Copy all of the data below word for word, without changing anything.

------------------------------------------------

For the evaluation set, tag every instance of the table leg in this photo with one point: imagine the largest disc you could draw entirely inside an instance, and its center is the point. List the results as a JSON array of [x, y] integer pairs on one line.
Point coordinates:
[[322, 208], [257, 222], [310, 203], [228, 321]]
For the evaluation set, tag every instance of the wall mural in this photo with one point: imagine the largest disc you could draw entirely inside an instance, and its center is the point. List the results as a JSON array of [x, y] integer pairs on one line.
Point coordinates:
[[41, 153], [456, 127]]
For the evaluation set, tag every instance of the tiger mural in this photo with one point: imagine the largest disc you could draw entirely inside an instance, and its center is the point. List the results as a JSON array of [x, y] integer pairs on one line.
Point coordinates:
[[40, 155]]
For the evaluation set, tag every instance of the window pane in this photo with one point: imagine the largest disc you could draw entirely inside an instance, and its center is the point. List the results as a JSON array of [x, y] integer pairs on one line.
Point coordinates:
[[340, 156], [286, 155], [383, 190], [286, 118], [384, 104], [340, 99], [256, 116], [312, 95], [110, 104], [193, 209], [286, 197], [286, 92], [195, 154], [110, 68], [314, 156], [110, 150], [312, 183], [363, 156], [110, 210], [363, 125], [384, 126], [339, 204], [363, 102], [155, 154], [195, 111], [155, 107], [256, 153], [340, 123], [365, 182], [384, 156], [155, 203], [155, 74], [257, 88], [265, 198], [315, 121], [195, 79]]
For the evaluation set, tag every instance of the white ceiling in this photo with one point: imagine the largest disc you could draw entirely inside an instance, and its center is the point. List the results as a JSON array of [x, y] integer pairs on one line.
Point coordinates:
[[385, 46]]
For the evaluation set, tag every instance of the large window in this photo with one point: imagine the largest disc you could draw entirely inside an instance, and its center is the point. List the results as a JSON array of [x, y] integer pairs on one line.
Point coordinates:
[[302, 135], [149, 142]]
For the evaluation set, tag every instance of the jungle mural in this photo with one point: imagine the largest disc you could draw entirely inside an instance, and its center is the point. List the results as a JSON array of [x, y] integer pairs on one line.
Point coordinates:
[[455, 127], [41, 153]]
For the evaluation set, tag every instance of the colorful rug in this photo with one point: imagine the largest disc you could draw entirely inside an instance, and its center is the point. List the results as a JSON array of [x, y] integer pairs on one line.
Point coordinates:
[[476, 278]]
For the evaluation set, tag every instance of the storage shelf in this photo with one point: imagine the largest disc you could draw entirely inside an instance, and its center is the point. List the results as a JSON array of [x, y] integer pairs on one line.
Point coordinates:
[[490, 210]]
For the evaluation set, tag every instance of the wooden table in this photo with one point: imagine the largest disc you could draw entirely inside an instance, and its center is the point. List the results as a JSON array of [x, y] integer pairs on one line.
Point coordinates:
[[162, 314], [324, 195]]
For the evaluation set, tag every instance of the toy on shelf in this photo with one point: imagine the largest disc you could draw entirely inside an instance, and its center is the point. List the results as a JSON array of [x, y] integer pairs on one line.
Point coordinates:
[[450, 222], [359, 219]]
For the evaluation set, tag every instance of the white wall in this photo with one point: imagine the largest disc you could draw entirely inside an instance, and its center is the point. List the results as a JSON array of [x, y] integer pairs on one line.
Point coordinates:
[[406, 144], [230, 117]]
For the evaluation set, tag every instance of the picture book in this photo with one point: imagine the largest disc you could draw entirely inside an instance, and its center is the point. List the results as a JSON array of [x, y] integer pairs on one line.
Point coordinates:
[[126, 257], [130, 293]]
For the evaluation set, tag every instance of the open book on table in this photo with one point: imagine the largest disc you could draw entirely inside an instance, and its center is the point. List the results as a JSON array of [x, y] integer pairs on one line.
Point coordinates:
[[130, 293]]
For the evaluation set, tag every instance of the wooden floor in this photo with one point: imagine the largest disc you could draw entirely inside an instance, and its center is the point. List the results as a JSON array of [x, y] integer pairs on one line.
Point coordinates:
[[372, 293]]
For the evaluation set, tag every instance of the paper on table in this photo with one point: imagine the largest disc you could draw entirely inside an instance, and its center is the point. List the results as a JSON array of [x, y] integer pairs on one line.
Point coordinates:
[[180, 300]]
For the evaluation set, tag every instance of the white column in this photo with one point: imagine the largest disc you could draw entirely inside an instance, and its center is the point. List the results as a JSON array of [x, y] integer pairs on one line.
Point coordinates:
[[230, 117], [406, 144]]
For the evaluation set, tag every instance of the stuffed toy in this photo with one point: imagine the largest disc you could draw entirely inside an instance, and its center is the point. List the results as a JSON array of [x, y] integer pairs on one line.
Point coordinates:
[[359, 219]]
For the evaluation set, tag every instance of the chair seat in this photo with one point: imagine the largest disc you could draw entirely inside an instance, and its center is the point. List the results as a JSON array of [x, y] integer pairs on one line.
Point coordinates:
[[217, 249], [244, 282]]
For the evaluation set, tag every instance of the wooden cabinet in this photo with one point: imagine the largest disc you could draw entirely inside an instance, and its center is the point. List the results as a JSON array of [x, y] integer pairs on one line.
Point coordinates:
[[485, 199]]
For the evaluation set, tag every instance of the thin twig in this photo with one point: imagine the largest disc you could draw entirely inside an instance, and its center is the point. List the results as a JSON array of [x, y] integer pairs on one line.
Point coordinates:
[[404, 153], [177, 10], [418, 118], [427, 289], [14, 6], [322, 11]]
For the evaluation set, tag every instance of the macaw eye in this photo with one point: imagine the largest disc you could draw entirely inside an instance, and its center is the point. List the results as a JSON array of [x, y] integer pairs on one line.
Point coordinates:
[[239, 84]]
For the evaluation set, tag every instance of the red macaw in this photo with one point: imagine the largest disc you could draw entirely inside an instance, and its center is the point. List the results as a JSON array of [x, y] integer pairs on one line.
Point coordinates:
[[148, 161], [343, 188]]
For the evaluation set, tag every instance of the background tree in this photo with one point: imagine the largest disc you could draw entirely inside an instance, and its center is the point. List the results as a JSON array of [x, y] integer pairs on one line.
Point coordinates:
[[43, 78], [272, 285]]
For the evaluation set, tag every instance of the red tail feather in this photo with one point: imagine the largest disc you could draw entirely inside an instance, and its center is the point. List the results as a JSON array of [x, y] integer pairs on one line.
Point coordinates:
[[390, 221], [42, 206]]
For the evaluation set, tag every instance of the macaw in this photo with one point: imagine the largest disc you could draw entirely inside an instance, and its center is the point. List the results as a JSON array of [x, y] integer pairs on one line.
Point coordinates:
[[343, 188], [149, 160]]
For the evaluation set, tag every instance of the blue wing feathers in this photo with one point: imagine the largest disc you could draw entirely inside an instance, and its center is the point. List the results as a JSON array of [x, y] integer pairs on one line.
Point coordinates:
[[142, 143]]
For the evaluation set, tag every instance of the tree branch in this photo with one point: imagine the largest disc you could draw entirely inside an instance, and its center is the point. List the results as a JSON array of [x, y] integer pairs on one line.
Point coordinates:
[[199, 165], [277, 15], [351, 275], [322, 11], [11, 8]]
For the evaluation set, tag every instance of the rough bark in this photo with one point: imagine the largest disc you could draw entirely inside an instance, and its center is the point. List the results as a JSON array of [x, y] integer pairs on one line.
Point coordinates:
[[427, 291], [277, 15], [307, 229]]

------------------------------------------------

## RESPONSE FOR THIS EXERCISE:
For the evaluation set, tag every instance of the table leg in this photo with one point: imagine the largest disc you could draw entirely inside an instance, and its center is the point. List the results as a JSON array of [x, y] integer pairs on one line.
Point coordinates:
[[322, 208], [257, 222], [310, 203], [228, 321]]
For the evaluation set, tag every instance of the wall mural in this photo with one point: imagine the largest disc you could draw entirely inside an instance, and its center is the point. List the results as a JSON array of [x, y] integer pairs on one line.
Point coordinates:
[[41, 153], [456, 127]]
For the evaluation set, tag every instance of the tiger mural in this photo with one point: imagine the largest disc you could draw entirely inside an instance, and its center is the point. List the results as a JSON array of [x, y] integer pairs on one line.
Point coordinates:
[[40, 155]]
For the evaluation set, tag every instance of the window pane in this photo with one point: imagine the largest disc you could draw entirely inside an instance, and its center is the point. List the results as a JSON array of [x, y] integer pairs on one line.
Point coordinates:
[[340, 156], [286, 155], [383, 190], [286, 118], [384, 104], [340, 99], [256, 116], [312, 95], [110, 104], [193, 209], [286, 197], [286, 92], [195, 154], [110, 68], [314, 156], [110, 150], [312, 183], [363, 156], [110, 210], [363, 125], [384, 126], [339, 204], [363, 102], [155, 154], [195, 111], [155, 107], [256, 153], [340, 123], [365, 182], [384, 156], [155, 203], [155, 74], [257, 88], [265, 198], [315, 121], [195, 79]]
For the evaluation set, tag every instance of the white ceiling in this photo with one point: imagine the largest disc you could draw entirely inside an instance, and its center is the point. List the results as a JSON array of [x, y] integer pairs on one line.
Point coordinates:
[[385, 46]]
For the evaluation set, tag every instance of the large window in this photo with one point: imagine the largest disc you could draw entirely inside an instance, and its center is the point. List the results as a JSON array of [x, y] integer pairs on one line.
Point coordinates:
[[302, 135], [149, 142]]
For the evaluation set, tag every instance of the jungle mural in this photo with one point: imagine the largest disc you could draw entirely inside an instance, and its center is the point. List the results as a JSON array of [x, y] integer pairs on one line.
Point coordinates:
[[455, 127], [41, 153]]
For the evaluation set, tag every instance of the colorful rug in this photo with one point: imagine the largest disc you could draw entirely inside an instance, and its center is the point. List the results as a JSON array of [x, y] integer pairs on one line.
Point coordinates:
[[476, 278]]
For the evaluation set, tag every instance of the storage shelf in this photo with one point: imagine the largest disc you could draw entirely inside an instance, and its center is the point. List the results as a JSON array of [x, y] integer pairs on one line.
Point coordinates:
[[490, 210]]
For the evaluation set, tag every instance of the wooden table in this photo with one point: imagine the largest disc you could draw entirely inside an instance, and its center is the point. List the results as a JSON array of [x, y] integer pairs on one line.
Point coordinates:
[[162, 314], [324, 195]]
For the evaluation set, tag every instance of the toy on shelf in this photo with one point: imagine the largest disc you could draw entirely inside an instance, and its center is the point. List the results as a JSON array of [x, y] integer pairs on one line.
Point coordinates:
[[450, 222], [359, 219]]
For the evaluation set, tag every instance of the white wall in this photo with one point: imagine the largest disc you could draw entirely inside an instance, and its center is the point. List the results as a JSON array of [x, y] integer pairs on one line.
Point coordinates:
[[406, 144], [230, 117]]
For the evaluation set, tag every instance of the picture book in this photo with one point: imagine the largest disc you could draw entirely inside an instance, and its center is the point. List the results as a JSON array of [x, y] integer pairs on one line.
Point coordinates:
[[126, 257], [130, 293]]
For the evaluation set, tag every instance of the open book on table in this photo with one point: imagine the largest disc you could draw entirely inside an instance, and its center is the point. List the results as a JSON array of [x, y] integer pairs on one line.
Point coordinates:
[[130, 293]]
For the evaluation set, tag every instance of the wooden floor in this photo with one point: imagine the largest disc you could draw entirely inside an instance, and its center is the point. List the results as a JSON array of [x, y] integer pairs on one line.
Point coordinates:
[[372, 293]]
For the evaluation set, tag every instance of the paper on table in this photo with one point: imagine the largest disc you could draw entirely inside an instance, and its center is the point. List the results as a JSON array of [x, y] integer pairs on one line.
Point coordinates:
[[180, 300]]
For the evaluation set, tag every instance of the white column in this photo with one point: imagine the largest disc you could draw entirely inside an instance, and its center is the point. List the results as a JSON array of [x, y] integer pairs on one line.
Point coordinates:
[[230, 117], [406, 144]]
For the evaluation set, tag every instance of the stuffed toy in this photo with one point: imagine the largest disc you could draw entirely inside an instance, and its center is the point. List the results as a JSON array of [x, y] integer pairs on one line.
Point coordinates:
[[359, 219]]
For the evaluation set, tag every instance of the chair seat in this photo with one point: imagine the largest disc you could draw entirely inside an instance, and its center is the point. List the results as a JSON array of [x, y] integer pairs on one line.
Point coordinates:
[[217, 249], [244, 282]]
For the evaluation set, tag every instance of the wooden cabinet in this photo with one point: imagine the largest disc you could draw entirely inside an instance, and its center is the point. List the results as a JSON array of [x, y] integer pairs on one line.
Point coordinates:
[[485, 199]]
For the evaluation set, tag every instance of the thin twig in this photo with one point: imagine the largest disc you could draw entirely inside an instance, and its center is the point. List the results as a JSON array of [x, y] integer pairs on one line.
Point coordinates:
[[404, 153], [177, 10], [418, 118], [427, 289], [14, 6], [322, 11]]
For the evaluation set, tag every instance of the macaw eye in this photo with one point: imagine the largest disc you could draw entirely inside an instance, and its center is the point. List the results as a JSON array of [x, y] integer pairs on one line.
Point coordinates:
[[239, 84]]
For the evaluation set, tag every instance of the red macaw in this photo with one point: imagine the largest disc you could draw entirely inside an instance, and its center is the point. List the results as a JSON array of [x, y] integer pairs on one line.
Point coordinates:
[[148, 161], [343, 188]]
For the evaluation set, tag every instance of the background tree in this photo with one point: imagine the largest disc you could draw entirely inside an instance, and its center is the point. List the results as a JSON array of [x, y] integer pairs on one line.
Point coordinates:
[[43, 78], [272, 285]]
For the evaluation set, tag every instance of the red tail feather in this photo with one point: imagine the largest disc you could draw entirely inside an instance, and its center is the point. List the results as a JSON array of [x, y] integer pairs on one line.
Point coordinates:
[[390, 221], [42, 206]]
For the evaluation set, tag every instance of the macaw in this photo with one point: imagine the largest disc you could draw entirely inside an instance, and its center is the point. List the results as a JSON array of [x, y] integer pairs on one line.
Point coordinates:
[[343, 188], [149, 160]]
For the evaluation set, tag every instance of the blue wing feathers in this photo with one point: imagine the largest disc you could draw entirely inside an instance, and its center is the point. List the results as a JSON array of [x, y] integer pairs on one line.
Point coordinates:
[[142, 143]]
For the evaluation set, tag every instance of the tree branch in this photo with one point: imagine the largest disc you could draw entirely inside an instance, and its center is the point. List the results as a JSON array of [x, y] integer pairs on one line.
Point coordinates:
[[199, 165], [277, 15], [351, 275], [322, 11], [11, 8]]
For the evaluation set, tag every instance of the rough bark in this photo with one point: imagine the largest disc you could draw entirely inside an instance, and its center is the point. List the results as a JSON array of [x, y] integer pairs on one line.
Point coordinates:
[[427, 291], [277, 15], [307, 229]]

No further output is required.